WHAT IS NEEDED: The only acceptable output is every entry, printed exactly.

Extracted data entries
=== Begin Enclosure ===
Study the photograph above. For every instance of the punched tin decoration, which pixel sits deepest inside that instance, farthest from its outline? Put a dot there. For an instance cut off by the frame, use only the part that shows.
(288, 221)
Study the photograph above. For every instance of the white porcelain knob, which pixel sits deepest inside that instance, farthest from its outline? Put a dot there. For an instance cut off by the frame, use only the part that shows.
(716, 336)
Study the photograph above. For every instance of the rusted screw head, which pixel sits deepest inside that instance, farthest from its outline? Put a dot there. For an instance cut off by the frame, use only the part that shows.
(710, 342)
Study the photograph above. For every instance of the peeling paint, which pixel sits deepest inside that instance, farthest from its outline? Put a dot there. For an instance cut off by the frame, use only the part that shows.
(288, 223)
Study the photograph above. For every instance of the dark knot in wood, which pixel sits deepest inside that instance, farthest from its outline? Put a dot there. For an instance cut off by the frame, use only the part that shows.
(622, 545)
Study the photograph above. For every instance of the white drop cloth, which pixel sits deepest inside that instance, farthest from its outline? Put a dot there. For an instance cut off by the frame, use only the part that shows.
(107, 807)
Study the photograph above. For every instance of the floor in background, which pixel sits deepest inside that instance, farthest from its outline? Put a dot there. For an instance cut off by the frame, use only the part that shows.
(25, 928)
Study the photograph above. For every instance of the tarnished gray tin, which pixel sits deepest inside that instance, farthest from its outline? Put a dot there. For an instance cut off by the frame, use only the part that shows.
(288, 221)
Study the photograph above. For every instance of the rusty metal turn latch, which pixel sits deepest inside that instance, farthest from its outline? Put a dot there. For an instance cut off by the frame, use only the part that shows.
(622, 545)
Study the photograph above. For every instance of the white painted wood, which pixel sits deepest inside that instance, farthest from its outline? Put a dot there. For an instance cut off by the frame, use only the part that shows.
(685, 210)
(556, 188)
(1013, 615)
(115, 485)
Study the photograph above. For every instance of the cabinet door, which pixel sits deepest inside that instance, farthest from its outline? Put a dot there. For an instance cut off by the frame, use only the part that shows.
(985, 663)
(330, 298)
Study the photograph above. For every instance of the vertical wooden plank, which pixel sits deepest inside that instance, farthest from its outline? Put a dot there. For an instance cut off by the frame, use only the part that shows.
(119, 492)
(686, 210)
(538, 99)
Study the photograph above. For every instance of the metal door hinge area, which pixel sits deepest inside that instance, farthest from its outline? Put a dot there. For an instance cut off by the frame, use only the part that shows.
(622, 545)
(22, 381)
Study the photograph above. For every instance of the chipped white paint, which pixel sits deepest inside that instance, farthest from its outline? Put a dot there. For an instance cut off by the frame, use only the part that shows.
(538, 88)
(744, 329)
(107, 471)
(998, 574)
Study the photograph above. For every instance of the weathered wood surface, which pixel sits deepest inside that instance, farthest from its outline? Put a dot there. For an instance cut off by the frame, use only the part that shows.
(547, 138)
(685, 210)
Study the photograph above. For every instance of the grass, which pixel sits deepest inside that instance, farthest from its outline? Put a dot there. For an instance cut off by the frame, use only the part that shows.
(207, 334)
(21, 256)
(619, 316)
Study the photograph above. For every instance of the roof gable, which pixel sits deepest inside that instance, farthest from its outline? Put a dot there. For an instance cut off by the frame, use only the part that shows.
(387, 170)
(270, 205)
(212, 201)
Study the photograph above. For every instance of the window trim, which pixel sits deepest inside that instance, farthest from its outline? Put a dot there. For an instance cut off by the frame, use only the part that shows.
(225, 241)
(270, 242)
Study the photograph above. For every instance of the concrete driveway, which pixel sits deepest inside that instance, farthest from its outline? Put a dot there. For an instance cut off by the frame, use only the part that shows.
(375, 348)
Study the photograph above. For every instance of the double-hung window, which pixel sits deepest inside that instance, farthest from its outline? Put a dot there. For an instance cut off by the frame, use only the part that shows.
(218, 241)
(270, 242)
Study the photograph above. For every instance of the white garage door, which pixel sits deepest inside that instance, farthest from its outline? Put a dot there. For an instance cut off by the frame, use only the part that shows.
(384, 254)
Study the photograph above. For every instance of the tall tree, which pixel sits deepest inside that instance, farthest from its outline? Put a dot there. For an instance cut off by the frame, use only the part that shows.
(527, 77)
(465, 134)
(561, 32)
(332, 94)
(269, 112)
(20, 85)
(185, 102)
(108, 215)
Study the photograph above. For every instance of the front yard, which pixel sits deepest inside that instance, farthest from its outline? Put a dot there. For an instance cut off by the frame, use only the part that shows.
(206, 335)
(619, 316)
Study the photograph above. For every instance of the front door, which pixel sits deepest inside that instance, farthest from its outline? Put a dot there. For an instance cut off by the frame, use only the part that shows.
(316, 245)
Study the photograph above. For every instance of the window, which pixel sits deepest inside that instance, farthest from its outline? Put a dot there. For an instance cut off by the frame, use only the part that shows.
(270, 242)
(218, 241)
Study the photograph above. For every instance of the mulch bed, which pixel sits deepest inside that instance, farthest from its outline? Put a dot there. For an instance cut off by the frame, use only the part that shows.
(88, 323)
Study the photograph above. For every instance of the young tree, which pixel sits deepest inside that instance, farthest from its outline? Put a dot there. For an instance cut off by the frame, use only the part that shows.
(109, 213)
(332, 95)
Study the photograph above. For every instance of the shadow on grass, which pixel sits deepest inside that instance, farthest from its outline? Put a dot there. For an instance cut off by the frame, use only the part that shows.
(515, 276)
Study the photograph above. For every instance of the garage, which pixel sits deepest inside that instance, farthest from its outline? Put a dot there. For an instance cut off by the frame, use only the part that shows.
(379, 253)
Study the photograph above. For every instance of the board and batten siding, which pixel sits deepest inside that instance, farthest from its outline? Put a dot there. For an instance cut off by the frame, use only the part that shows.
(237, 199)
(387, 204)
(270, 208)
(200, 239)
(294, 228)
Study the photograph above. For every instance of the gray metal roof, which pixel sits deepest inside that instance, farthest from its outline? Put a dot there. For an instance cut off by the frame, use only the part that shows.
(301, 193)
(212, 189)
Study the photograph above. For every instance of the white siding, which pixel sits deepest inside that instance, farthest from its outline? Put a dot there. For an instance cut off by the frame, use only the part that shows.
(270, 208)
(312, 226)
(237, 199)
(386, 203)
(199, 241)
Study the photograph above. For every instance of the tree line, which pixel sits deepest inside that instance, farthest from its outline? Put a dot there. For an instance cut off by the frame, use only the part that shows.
=== End Enclosure ===
FINAL ANSWER:
Study the photograph above. For every instance of the punched tin decoration, which pixel sits deepest inside that instance, farthest from its outline? Put a dot there. For an instance cut off by the frame, use only the part that shows.
(288, 221)
Study the photograph above. For every instance of the white porcelain knob, which pixel sits deepest inside that instance, farthest from its outline? Put a dot there. For an instance cut off by the frame, use only the part that shows.
(716, 336)
Study the photograph above. For every instance of the rusted screw head, which pixel sits deepest inside that instance, farthest from its outline? Put a dot there. For an instance cut off by the frame, use only the part that shows.
(710, 342)
Study the photograph above. For every instance of the peeling paint, which pixel sits deepest inside that instance, farthest from its outline? Put a dot there. For an instance cut off by the frame, use only the part that shows.
(288, 223)
Study the photograph above. For every instance of the dark knot in wood, which pixel sits deepest inside that instance, farthest from its outline? Put a dot there. For an instance cut off by the frame, use only the part that shows.
(622, 545)
Study the photograph above. For every instance of the white drop cloth, which pixel sits deepest inside that instance, farthest from its outline? Put a dot there. For an instance cut off by the frame, use only the part that shows.
(107, 807)
Study the photograph above. For every instance of the floor in background, which pixel sits deepest inside that instance, farthest from its outline? Put a dot there. For an instance cut off by the frame, use only the part that shows.
(25, 928)
Study the photograph above. For every instance of the tarnished gray tin, which pixel sits deepest inside that instance, farthest from its outline? Put a dot there. For an instance cut off by the frame, use only the part that shows.
(288, 221)
Study the photograph above. For every instance of the rusty metal turn latch, which pixel sits deepest inside that instance, farthest from its outline? Put a dot there. For an instance cut off by the frame, use only the part that shows.
(622, 545)
Study the photograph above. For every instance of the white painted wood, which pixel sits deepest inside that instance, farthest from its outline? Put a dot there. For an instance cut off by the frame, use only the part that shows.
(685, 210)
(556, 188)
(1013, 615)
(115, 485)
Study the photograph above. For every instance of the cabinet door, which pixel sits deepest inside that instance, farthest from its outline? Put a dot there. For an instance cut off by the frame, use only the part that shows.
(985, 663)
(330, 298)
Study the photograph above. For every instance of the vertical wooden plank, which pixel sits deepest inside that instance, farthest from its outline? Put a dot there. For an instance cut off by the frame, use only the part that shows.
(119, 492)
(686, 210)
(538, 99)
Study the photograph above. For every instance of the metal door hinge area, which pixel sits deepest inside that instance, farthest from its outline? Put a dot there. For an instance cut off by the frame, use only the part that shows.
(622, 545)
(22, 381)
Study the photograph above. For every instance of the chipped white paint, which pixel sits deepest inside that instance, farthest from its outline? Put a dot there. For an instance cut off by the frame, use only the part that shows.
(538, 88)
(744, 329)
(107, 471)
(998, 574)
Study the photograph above. For every instance of the weathered wood surface, which pixel sits deepest inside that instance, farthest from its outline? Put a dot there. For an instance cut off by the frame, use only the part that shows.
(547, 138)
(685, 210)
Study the photograph above. For every instance of the grass, which pixel sits deepest inside that instance, farthest from its outline? Put a dot there. For an instance cut off by the frame, use only the part that shows.
(207, 334)
(21, 256)
(619, 316)
Study the photograph above. For every instance of the roof gable, which pixel sits deepest inside that instance, farthest from its outline? Put a dot there. For an instance cut off by the frame, use only the part that shows.
(387, 170)
(270, 205)
(212, 201)
Study the photograph above. For every instance of the window trim, which pixel sits deepest inside that instance, farthest from its outline? Put a dot there. For an instance cut off by the frame, use only the part that shows.
(225, 241)
(270, 242)
Study the photograph above. For every instance of the concrete driveway, which pixel sits deepest inside that instance, farthest from its outline? Put a dot there. For an instance cut off by the frame, use only the part that shows.
(375, 348)
Study the photograph above. For every instance of the double-hung window, which pixel sits deepest inside that instance, farthest from its outline? Put a dot there. For an instance cut off by the frame, use only the part that shows.
(218, 241)
(270, 242)
Study the photograph above. For every instance of the white garage door, which pixel sits deepest inside that instance, farthest from its outline? Put a dot there. For an instance cut off by the frame, use only the part that shows.
(384, 254)
Study the photograph above. For every instance of the tall tree, which pixel sits deepest inside that instance, farthest from its outline? Put a dot there. For an instance cut off by the frame, use only the part that shows.
(527, 77)
(465, 134)
(561, 32)
(332, 94)
(269, 112)
(20, 85)
(185, 102)
(108, 215)
Study the photograph above. For every instance of the front yard, which pixel sits deepest inside that instance, farthest from its outline? Put a dot there. For an instance cut off by the frame, use only the part that shows.
(206, 335)
(619, 316)
Study the photograph above. For every instance of the front door, which pixel sits deepest inside that instance, farthest from its outline? Put a dot there. For an instance cut off by the frame, use only the part that shows.
(316, 245)
Study the photograph above. For every instance of the window, which pixel sits deepest inside that instance, farthest from its outline? Put a dot there. For an instance cut off by the frame, use only the part that shows.
(270, 242)
(218, 241)
Study the photograph above. For every instance of the mulch bed, which pixel sits deepest inside that instance, farthest from its outline? Put a dot there. For an instance cut off by the frame, use only the part that shows.
(88, 323)
Study the photograph above. For every instance of the young tree, which pixel sits deepest inside that instance, farthest from its outline? Put a dot there. For an instance cut off by the frame, use only the part that shows.
(109, 213)
(332, 95)
Study the photograph above. For every instance of the shadow on grass, which pixel sits deepest inside that instance, farthest from its outline? Put a dot there. For an instance cut off by the frame, use only the part that shows.
(515, 276)
Study the photograph above. For every instance of the garage, which pixel sits deepest inside that instance, farthest from its outline? Put a dot there. For an instance cut off by the frame, use only the part that shows.
(379, 253)
Study the photograph above. For every instance of the board and batten siding, which pixel sits deepest inside that instance, farthest from its outline? Put a dot there. For an instance cut off by the frame, use only the part that shows.
(237, 199)
(387, 204)
(270, 208)
(200, 239)
(294, 228)
Study the photograph above. For every instance of the gray metal roof, which pixel sits deepest inside that instance, farthest from its outline? Put a dot there. For an instance cut off by the frame, use only the part that shows.
(301, 193)
(212, 189)
Study the photograph above. For every instance of the white siding, which pixel sits deepest inside that instance, farthest from its outline? Put a dot there. For an instance cut off by the frame, use only the part that shows.
(270, 208)
(312, 226)
(237, 199)
(386, 203)
(199, 241)
Study the photograph above. For every instance of the tree line, which pixel sits deepest inside that instance, farthest from its outline? Put a dot there. For an instance cut off by the frame, use only the part that shows.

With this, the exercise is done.